Problem requirements:
Answer from the profile of Rika Fujii:
(a) Since what year has she held her current position?
(b) Which organization ran 'At the Still Point of a Turning World' jointly with AIT?
(c) In what year was 'The BAR vol. 8 Today of Yesterday' exhibition held?

Excerpt:

=== Section Start ===

Rika Fujii (AIT Project manager, dear Me management and coordination)

Born in Chiba. After working for a publishing IT company, she has been in her current position since 2011, mainly coordinating and planning exhibitions, events and workshops at AIT. For the Go-Betweens: The World Seen Through Children/Children’s Caption Project (2014, organized by Mori Art Museum), the planning of which was supported by AIT, she was involved in the school program and workshop for children.
She was in charge of Gina Buenfeld’s ‘At the Still Point of a Turning World’ (2014), a joint project between AIT and Camden Arts Centre, and ‘The BAR vol. 8 Today of Yesterday’ exhibition (2015, Yamamoto Gendai). Member of AIT’s dear Me project. Organises programmes that proactively engage diverse children. Her personal activities include cultural activities with children, atelier with children with disabilities, participation in beekeeping groups, and co-ordination of art activities at welfare institutions.

=== Section End ===

Dataset:
=== Section Start ===

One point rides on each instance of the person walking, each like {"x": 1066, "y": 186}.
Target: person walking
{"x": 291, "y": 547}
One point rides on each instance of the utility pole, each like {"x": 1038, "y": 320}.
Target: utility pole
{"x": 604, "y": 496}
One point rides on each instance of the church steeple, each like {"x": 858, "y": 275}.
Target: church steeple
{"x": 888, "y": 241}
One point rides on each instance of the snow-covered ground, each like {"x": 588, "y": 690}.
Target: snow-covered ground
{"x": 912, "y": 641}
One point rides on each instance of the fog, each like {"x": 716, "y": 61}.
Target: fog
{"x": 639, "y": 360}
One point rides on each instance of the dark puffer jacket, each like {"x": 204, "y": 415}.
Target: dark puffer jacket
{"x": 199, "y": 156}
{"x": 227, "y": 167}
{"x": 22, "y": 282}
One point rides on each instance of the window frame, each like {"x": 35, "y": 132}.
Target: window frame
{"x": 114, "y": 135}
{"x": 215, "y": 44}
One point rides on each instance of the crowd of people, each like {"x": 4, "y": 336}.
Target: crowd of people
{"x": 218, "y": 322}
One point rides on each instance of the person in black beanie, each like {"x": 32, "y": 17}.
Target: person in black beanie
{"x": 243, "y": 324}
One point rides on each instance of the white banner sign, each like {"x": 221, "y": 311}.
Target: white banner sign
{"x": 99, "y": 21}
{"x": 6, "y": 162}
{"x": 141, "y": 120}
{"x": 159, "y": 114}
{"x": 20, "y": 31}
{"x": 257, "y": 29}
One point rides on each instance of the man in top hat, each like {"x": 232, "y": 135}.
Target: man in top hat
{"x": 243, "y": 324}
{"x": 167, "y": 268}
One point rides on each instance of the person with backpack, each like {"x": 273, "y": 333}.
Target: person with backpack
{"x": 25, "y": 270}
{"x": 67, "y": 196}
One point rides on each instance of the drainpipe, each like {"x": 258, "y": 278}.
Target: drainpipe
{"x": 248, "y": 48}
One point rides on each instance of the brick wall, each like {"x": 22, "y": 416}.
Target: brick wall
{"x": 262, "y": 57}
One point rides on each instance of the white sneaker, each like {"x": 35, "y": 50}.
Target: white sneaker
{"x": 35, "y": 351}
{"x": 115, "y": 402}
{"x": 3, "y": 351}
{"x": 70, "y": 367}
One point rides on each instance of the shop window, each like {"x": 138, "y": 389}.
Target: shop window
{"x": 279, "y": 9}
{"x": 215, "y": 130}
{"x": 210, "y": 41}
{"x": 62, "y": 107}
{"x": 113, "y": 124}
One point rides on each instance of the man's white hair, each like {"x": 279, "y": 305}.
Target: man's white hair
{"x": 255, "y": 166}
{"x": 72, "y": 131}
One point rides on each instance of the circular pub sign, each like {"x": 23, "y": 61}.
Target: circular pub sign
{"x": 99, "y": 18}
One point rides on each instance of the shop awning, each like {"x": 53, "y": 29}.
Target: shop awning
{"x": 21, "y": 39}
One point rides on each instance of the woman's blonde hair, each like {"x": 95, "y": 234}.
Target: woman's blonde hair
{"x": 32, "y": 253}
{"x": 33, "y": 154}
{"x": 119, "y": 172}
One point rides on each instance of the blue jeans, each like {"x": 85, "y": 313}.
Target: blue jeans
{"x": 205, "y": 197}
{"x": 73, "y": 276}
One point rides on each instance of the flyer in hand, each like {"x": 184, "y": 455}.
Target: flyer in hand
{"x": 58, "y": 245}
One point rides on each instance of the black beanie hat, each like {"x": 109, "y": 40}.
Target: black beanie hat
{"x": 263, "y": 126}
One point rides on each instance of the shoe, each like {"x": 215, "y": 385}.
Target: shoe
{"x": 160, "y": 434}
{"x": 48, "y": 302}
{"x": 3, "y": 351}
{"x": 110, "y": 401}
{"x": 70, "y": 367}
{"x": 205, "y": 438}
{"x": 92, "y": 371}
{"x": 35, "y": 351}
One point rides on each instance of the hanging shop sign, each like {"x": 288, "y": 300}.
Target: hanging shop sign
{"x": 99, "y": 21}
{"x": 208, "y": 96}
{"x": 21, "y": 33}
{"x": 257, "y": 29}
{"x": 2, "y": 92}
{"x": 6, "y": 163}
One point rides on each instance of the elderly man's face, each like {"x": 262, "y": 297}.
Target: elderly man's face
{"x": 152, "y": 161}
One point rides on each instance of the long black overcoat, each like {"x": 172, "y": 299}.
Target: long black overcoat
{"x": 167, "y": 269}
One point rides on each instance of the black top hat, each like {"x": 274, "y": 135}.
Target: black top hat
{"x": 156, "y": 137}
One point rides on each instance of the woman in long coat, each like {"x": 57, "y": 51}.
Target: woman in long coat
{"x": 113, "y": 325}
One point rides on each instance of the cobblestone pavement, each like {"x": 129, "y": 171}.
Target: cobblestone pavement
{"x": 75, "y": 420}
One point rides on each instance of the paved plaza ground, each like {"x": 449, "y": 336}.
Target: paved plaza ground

=== Section End ===

Result below:
(a) 2011
(b) Camden Arts Centre
(c) 2015